Coordinate labeling data
****************************************

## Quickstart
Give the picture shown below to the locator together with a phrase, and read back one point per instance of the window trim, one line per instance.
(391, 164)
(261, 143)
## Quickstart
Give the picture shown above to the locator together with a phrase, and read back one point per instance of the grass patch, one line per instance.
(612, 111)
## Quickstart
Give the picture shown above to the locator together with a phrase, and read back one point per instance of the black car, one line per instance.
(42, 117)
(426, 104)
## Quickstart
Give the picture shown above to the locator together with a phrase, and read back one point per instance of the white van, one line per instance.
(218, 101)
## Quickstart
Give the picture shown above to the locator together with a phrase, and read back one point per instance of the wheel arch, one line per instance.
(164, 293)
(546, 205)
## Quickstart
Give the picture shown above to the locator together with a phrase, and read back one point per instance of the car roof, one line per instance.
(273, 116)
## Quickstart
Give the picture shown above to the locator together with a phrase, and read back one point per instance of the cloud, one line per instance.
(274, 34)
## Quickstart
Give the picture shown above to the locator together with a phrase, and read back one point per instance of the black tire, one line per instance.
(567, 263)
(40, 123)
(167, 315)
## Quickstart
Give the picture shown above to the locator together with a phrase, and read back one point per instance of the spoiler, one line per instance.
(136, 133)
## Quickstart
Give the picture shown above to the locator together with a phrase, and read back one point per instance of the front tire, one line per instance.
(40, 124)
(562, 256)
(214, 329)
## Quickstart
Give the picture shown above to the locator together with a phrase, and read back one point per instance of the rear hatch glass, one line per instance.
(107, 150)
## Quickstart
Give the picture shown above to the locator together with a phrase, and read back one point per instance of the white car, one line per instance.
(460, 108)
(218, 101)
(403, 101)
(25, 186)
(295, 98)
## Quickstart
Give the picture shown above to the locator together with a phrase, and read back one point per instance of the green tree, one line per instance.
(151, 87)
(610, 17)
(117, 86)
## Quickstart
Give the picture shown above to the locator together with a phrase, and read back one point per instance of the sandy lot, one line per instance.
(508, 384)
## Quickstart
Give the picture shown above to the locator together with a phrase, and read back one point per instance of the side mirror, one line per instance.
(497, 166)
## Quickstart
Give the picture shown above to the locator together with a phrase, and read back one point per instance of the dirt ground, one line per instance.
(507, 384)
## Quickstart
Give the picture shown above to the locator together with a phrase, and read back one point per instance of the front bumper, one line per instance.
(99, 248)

****************************************

WHAT TO DO
Exactly as shown, repeat every record.

ANSWER TO THE TASK
## Quickstart
Give the picture shown below to the locator together with a phrase, and read back one point per instance of the window trim, one line per instance.
(391, 164)
(261, 143)
## Quickstart
Give the picture shown above to the locator together with a phrase, and read back one point per instance of the grass patch, one line per instance.
(612, 111)
## Quickstart
Give the picture shown above to the locator together with a phrase, and read back one point per instance of the black car, one line per instance.
(42, 117)
(426, 104)
## Quickstart
Give the picture shown above to the locator together with a phrase, and read back one point per instance of the white van, one line per instance.
(218, 101)
## Quickstart
Give the picture shown above to the locator together with a phrase, and read back one point per instance of the wheel arch, one line per instance.
(164, 293)
(546, 205)
## Quickstart
Give the picture shown above to the locator together with a phrase, and read back one point per instance of the car roof, one line per instance.
(273, 116)
## Quickstart
Give the picture shown above to the locator together with a phrase, and read back one point per instance of the cloud, one line per instance.
(274, 34)
## Quickstart
Give the picture shown above to the locator together with a phrase, and read back one point per instance of the black tire, one line per instance.
(567, 263)
(40, 123)
(167, 315)
## Quickstart
Give the picture shown above to the locator together with a phrase, and read back one point per instance of the spoiler, one line per instance.
(136, 133)
## Quickstart
Give the picture shown above to the locator together with a phrase, and read back one point per instance of the front tire, one line per instance.
(40, 124)
(562, 256)
(214, 329)
## Quickstart
Give the picture shown above to the locator together with a phrase, and read back one point per instance of the rear hatch glass, one line per instance.
(107, 150)
## Quickstart
Give the picture shown above to the locator together with a phrase, and read back one point per instance of the white car, one line per instance.
(460, 108)
(218, 101)
(403, 101)
(25, 186)
(295, 98)
## Quickstart
Give the picture shown above to the locator together with a phrase, and read back one point per instance of the green tree, one line per instance.
(151, 87)
(610, 17)
(117, 86)
## Quickstart
Give the picture shown above to the locator together with a phrase, and read back one point per instance of the sandy lot, one line per instance.
(508, 384)
## Quickstart
Give the picture shown above to the locator together with a phrase, and read back one point per instance of the side mirror, one line per instance.
(497, 166)
## Quickstart
Give the picture shown above to the locator together with a phrase, and read back one point per instance of the dirt ground, one line per instance.
(507, 384)
## Quickstart
Give the picture shown above to the locator together with a phrase, and read back one point per instance of the front bumper, one line per instance.
(99, 248)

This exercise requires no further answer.